## What you have to do
Make an exact copy of the data below, leaving out every picture.

## Material to process
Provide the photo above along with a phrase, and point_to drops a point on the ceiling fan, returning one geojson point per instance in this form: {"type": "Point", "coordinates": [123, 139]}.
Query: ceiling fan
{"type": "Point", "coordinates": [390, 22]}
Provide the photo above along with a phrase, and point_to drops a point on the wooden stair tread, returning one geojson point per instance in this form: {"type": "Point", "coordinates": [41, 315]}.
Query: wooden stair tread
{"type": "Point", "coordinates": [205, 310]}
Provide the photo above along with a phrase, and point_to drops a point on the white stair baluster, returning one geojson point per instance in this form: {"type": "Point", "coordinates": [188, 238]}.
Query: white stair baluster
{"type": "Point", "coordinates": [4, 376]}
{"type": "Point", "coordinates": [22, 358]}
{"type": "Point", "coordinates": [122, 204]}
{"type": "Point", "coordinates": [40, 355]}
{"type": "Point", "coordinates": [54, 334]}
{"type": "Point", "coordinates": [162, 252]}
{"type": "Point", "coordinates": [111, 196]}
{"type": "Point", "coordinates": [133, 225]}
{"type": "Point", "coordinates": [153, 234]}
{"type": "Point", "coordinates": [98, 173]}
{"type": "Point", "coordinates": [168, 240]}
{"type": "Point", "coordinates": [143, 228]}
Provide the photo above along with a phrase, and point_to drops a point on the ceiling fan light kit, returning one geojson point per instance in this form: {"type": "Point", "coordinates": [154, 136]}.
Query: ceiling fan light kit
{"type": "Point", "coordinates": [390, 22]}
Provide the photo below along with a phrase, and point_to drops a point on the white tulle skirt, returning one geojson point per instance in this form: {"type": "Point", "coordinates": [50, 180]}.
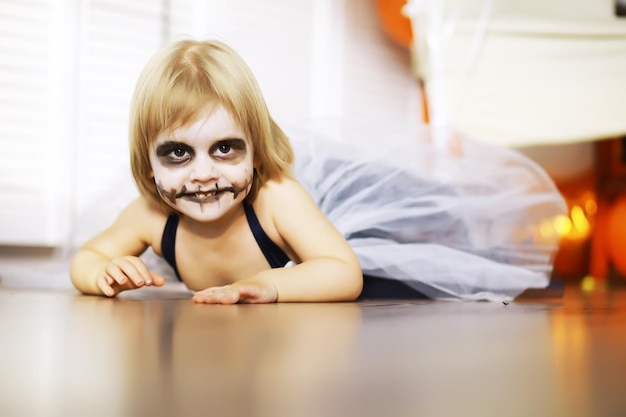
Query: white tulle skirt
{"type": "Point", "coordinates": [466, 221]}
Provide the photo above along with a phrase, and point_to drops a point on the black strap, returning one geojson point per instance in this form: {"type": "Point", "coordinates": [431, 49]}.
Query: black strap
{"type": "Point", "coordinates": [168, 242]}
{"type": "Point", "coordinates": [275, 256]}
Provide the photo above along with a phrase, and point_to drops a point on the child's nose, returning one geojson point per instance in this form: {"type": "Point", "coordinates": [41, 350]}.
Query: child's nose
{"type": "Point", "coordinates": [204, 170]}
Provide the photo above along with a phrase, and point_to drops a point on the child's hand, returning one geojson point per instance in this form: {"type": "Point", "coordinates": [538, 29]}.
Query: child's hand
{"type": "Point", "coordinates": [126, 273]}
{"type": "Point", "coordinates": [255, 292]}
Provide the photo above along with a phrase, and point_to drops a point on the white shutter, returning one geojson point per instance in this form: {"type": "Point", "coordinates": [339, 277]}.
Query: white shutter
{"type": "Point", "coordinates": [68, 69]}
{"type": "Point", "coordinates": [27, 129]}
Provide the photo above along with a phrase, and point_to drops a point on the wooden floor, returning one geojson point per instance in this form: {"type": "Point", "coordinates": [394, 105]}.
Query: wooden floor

## Output of the task
Provide the photo above along with a phrase, and point_to drops a point on the ceiling fan, returning one geojson point per instance in this form: {"type": "Point", "coordinates": [123, 139]}.
Query: ceiling fan
{"type": "Point", "coordinates": [390, 22]}
Provide the photo above along with a phrase, and point_to drops a point on the wooden stair tread, returning one geojson point per instance in this form: {"type": "Point", "coordinates": [41, 315]}.
Query: wooden stair tread
{"type": "Point", "coordinates": [205, 310]}
Provide the photo above along with a phrase, and point_to drops a point on the white stair baluster, returning one geojson point per instance in this form: {"type": "Point", "coordinates": [188, 238]}.
Query: white stair baluster
{"type": "Point", "coordinates": [4, 376]}
{"type": "Point", "coordinates": [22, 358]}
{"type": "Point", "coordinates": [122, 204]}
{"type": "Point", "coordinates": [40, 355]}
{"type": "Point", "coordinates": [54, 334]}
{"type": "Point", "coordinates": [162, 252]}
{"type": "Point", "coordinates": [111, 196]}
{"type": "Point", "coordinates": [133, 225]}
{"type": "Point", "coordinates": [153, 234]}
{"type": "Point", "coordinates": [98, 173]}
{"type": "Point", "coordinates": [168, 240]}
{"type": "Point", "coordinates": [143, 228]}
Provide the photo above along with a phrase, and point_to drops a point on the ceiling fan light kit, returning one geojson point per instance in this form: {"type": "Point", "coordinates": [154, 136]}.
Query: ceiling fan light kit
{"type": "Point", "coordinates": [390, 22]}
Provide the photo below along with a phrase, and point_to drops a point on the white tulle skirt, returning one geojson point per instance in this form: {"type": "Point", "coordinates": [50, 180]}.
Query: white tulle skirt
{"type": "Point", "coordinates": [466, 221]}
Provide the photo above along with a phrase, and point_to drops a point on the black strap, returning one geojson point per instance in this form: {"type": "Point", "coordinates": [431, 49]}.
Query: black strap
{"type": "Point", "coordinates": [168, 242]}
{"type": "Point", "coordinates": [275, 256]}
Provide the photo above along with a phrase, and point_to drops a point on the child's nose, returning one geojson point per instance in this form: {"type": "Point", "coordinates": [41, 350]}.
Query: child's nose
{"type": "Point", "coordinates": [204, 170]}
Provide the photo above along with a phrase, and point_to drops a point on the child's hand, returning one geojson point per instance in this form: {"type": "Point", "coordinates": [538, 29]}.
Query: child's hand
{"type": "Point", "coordinates": [126, 273]}
{"type": "Point", "coordinates": [255, 292]}
Provide the photo above along with a phrase, and point_to drops a point on the white shutter, returning one geojson point per instance in this form: {"type": "Point", "coordinates": [339, 277]}.
Query: white shutter
{"type": "Point", "coordinates": [68, 69]}
{"type": "Point", "coordinates": [27, 129]}
Provide the photo above along with a phrase, and point_to drops a point on the wooden floor, returning one geojson point per instance in this form: {"type": "Point", "coordinates": [394, 105]}.
Query: wooden floor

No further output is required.